**ANGEZEIGTER TEXT:**
Zülpich-Niederelvenich – Die verwunschen-idyllische Lage in einer Niederung am östlichen Ortsrand von Niederelvenich wurde den Bewohnern des Thalhofes während der Überflutung zum Verhängnis: Die Wassermassen, die sich nach dem Starkregen ihre Wege suchten, füllten die Senke, in der der alte Hof steht. In nur wenigen Stunden stand das gesamte Anwesen unter Wasser.

Die reißende Flut machte aus der Hof- eine Schicksalsgemeinschaft: Die 13 Frauen, Männer und Kinder verloren größtenteils ihr gesamtes Hab und Gut und stehen vor dem Nichts. Die meisten sind künstlerisch und freiberuflich tätig. Werkstätten, Instrumente, Theaterkulissen und vieles mehr wurden komplett zerstört. „Für alle Thalhöfer ist der materielle Schaden immens, der emotionale schwer ermesslich“, heißt es seitens der Gemeinschaft.

Datensätze zur Segmentierungsbeschriftung

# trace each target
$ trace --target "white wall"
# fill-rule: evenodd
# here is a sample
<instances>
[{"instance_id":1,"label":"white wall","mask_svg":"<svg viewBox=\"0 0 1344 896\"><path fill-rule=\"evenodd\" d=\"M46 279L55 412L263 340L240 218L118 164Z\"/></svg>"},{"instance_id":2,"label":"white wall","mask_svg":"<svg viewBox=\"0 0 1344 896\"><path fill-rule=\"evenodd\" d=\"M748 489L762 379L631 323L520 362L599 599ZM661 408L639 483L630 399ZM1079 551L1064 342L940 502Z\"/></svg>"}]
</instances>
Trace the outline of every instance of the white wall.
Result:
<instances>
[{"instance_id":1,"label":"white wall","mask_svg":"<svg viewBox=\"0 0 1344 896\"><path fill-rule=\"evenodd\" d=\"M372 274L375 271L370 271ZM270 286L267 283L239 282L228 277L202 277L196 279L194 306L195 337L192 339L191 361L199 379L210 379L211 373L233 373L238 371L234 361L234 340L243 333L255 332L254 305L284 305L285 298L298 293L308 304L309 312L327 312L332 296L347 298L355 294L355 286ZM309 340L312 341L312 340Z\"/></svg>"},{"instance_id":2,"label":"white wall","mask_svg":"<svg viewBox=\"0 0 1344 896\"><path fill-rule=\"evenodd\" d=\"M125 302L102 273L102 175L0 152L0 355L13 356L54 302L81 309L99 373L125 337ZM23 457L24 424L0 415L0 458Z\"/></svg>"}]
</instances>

==

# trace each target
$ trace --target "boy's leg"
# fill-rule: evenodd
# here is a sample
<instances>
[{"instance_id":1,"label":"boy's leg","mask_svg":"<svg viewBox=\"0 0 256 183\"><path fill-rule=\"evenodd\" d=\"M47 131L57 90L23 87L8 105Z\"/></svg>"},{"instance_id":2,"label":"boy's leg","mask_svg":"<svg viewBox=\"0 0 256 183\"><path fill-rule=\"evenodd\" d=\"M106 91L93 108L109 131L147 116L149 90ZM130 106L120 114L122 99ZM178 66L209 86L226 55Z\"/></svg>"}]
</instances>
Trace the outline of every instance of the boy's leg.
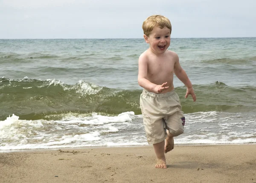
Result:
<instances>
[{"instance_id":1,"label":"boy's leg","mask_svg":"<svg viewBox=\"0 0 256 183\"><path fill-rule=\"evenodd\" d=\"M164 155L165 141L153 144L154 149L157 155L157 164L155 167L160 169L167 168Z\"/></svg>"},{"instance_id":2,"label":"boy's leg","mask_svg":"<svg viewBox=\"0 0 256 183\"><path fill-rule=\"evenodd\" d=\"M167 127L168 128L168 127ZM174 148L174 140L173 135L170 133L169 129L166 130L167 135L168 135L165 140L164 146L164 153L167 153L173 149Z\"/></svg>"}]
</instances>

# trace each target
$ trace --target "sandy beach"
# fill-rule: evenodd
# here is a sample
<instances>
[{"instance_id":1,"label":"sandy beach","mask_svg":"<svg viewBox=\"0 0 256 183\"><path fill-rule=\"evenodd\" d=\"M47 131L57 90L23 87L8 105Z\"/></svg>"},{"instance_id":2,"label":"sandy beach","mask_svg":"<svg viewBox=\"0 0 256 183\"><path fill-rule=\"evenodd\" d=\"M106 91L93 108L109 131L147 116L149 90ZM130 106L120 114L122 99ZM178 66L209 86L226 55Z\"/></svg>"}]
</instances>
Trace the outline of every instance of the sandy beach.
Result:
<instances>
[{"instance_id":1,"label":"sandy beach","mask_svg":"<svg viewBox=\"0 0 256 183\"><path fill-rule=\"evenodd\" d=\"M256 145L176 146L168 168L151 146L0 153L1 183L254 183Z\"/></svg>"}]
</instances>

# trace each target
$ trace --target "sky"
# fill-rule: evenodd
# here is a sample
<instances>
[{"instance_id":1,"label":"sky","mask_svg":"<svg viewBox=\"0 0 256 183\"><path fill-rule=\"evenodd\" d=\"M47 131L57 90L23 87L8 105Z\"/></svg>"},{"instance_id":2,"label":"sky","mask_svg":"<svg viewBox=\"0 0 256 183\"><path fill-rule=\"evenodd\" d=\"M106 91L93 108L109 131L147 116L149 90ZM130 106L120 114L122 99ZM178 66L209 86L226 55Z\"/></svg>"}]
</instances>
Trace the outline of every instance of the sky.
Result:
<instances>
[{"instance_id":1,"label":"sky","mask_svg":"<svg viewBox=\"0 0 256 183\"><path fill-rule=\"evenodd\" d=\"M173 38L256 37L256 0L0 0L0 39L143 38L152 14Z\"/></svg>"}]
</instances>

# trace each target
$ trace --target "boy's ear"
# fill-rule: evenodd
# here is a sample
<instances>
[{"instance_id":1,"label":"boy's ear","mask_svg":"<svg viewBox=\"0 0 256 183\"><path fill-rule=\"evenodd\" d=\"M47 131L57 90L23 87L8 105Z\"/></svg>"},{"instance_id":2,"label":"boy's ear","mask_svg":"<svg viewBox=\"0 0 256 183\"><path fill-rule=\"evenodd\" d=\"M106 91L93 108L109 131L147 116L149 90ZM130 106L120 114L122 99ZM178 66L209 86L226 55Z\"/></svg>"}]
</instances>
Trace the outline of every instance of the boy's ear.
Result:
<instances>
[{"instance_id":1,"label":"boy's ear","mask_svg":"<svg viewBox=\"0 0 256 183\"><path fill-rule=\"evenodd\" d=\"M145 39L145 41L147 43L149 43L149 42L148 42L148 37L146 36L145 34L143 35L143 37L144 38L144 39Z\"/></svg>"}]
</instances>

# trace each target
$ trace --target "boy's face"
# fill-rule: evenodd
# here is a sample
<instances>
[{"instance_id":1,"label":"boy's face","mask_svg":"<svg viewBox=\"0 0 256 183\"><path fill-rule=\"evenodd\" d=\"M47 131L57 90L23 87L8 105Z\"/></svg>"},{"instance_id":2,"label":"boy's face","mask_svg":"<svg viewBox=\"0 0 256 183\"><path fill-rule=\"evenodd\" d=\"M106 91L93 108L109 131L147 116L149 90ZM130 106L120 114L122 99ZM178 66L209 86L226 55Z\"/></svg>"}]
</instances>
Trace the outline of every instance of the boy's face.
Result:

* * *

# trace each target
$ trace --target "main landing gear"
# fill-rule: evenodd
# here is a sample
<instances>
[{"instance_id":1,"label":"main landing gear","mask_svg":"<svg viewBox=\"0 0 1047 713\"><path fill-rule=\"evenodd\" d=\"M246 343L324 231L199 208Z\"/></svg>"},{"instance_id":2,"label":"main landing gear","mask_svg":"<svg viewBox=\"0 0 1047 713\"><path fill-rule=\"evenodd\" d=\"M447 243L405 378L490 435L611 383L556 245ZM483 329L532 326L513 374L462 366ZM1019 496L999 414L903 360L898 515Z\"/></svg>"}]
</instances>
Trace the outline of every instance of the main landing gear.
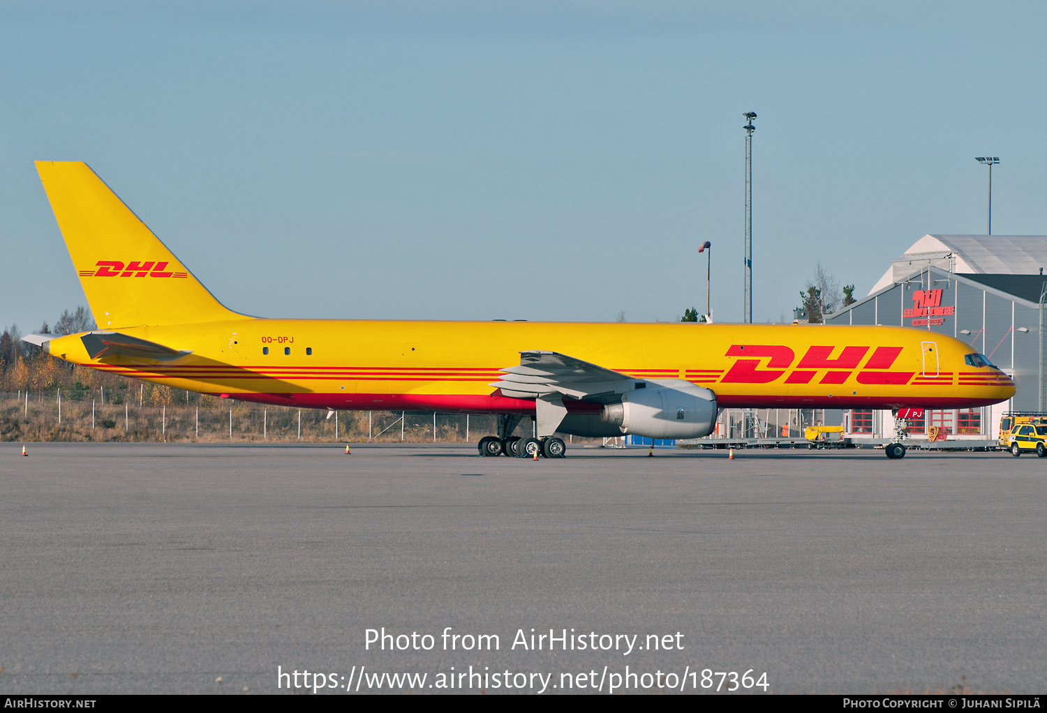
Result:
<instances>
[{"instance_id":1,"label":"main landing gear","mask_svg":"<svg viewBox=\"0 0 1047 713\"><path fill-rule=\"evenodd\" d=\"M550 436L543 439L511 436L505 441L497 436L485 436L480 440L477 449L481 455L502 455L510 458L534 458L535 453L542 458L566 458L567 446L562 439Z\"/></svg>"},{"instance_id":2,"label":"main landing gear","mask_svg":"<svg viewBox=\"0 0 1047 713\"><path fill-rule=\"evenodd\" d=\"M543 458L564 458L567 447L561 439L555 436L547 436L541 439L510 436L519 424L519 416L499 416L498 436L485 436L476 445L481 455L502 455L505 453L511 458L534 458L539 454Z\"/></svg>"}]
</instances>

**ZIEL:** Erkläre anhand des Textes über den Thalhof, warum ausgerechnet dieser Hof bei der Überflutung so schwer getroffen wurde.

**LÖSUNG:** Der Thalhof liegt in einer Niederung am östlichen Ortsrand von Niederelvenich. Die Wassermassen, die sich nach dem Starkregen ihre Wege suchten, füllten diese Senke, in der der alte Hof steht. Dadurch stand das gesamte Anwesen in nur wenigen Stunden unter Wasser.